Big Bore Kit Install

The installation shown here is being done on a 139QMB 50cc GY6 scooter engine. I was using a 72cc big bore kit. Installation of larger or smaller (even stock replacement) kits should very similar. Even 125-150cc GY6 procedures should be nearly identical. Some specifications (torque specs, ring end gap, etc..) may vary for different applications.


Here is a great site with pictures: http://ebay.globaldc.com/scooterparts/borekits/100ccGY6/install/bbk.html


I like to start by pulling the engine out of the scooter and putting it up on my workbench. Sometimes the engine can be worked on inside the scooter, but the frame on many scooters prevents big bore kit installation while the engine is still in the scooter. Pulling the engine generally involves removing the carburetor, rear shock(s), starter connections, grounds, brake cable/hose, and the engine mount bolt.


Assuming you removed the carburetor to get the engine out, the next step is to remove the two nuts holding the intake manifold. Then slide the manifold off of the studs.


Now remove the two screws holding the cam tensioner cover in place and remove the cover. This step is not always necessary, but sometimes it's easier to maneuver the engine covers with this off.


Next, remove the bolts holding the engine and fan covers on and remove the covers.


Remove the 4 bolts holding the valve cover on and remove the valve cover. Some models may only have 2 bolts.


Rotate the flywheel until the "T" mark on the flywheel lines up with the cast in timing mark on the engine case.


The cam sprocket should look like the image below. The large hole should be to the very front of the engine, perpendicular to the top edge of the cylinder head. The two smaller holes should be parallel to the top edge of the cylinder head. If the marks appear to be on the wrong side of the sprocket, rotate the flywheel 360 degrees to line the timing marks up again, which should move the cam sprocket 180 degrees and line the marks up properly.

Record set

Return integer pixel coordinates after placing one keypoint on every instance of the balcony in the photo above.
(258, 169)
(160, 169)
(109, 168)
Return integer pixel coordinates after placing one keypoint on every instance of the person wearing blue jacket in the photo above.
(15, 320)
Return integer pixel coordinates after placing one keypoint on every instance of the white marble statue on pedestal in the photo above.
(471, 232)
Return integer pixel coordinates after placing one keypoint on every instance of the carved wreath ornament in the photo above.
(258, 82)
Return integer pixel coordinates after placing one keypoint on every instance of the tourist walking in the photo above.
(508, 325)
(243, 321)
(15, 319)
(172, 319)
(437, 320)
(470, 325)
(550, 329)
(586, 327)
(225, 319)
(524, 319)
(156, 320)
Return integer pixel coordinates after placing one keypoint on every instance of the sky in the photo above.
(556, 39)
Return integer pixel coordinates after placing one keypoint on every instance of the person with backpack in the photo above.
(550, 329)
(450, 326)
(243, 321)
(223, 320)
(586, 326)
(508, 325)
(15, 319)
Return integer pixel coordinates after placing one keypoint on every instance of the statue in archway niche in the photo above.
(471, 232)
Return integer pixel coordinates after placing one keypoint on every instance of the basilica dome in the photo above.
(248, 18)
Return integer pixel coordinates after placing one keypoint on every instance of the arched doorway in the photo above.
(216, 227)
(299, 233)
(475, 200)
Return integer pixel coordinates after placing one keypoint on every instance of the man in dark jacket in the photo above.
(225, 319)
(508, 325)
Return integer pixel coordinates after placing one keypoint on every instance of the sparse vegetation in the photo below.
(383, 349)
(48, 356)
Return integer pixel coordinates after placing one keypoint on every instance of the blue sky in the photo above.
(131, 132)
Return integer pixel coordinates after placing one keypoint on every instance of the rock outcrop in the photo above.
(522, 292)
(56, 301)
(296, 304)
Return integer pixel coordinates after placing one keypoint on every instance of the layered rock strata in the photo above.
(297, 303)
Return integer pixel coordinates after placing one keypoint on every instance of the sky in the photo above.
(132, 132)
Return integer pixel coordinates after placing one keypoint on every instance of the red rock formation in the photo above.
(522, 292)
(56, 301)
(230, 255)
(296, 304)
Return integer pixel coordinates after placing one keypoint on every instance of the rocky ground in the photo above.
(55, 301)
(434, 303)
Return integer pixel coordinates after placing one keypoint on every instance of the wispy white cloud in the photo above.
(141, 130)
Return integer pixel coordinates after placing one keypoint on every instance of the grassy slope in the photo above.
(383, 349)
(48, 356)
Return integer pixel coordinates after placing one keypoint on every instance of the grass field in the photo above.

Stated problem 1
Answer these from the big bore kit guide, one per line:
(a) On what engine is the installation in the guide being done?
(b) How many bolts hold the valve cover on, and how many do some models have?
(c) Which mark on the flywheel gets lined up with the cast-in timing mark on the engine case?
Stated problem 2
List every part or connection that the big bore kit guide says is generally removed when pulling the engine out of the scooter.

Full output 1
(a) A 139QMB 50cc GY6 scooter engine
(b) 4 bolts; some models have only 2
(c) The "T" mark

Full output 2
- Carburetor
- Rear shock(s)
- Starter connections
- Grounds
- Brake cable/hose
- Engine mount bolt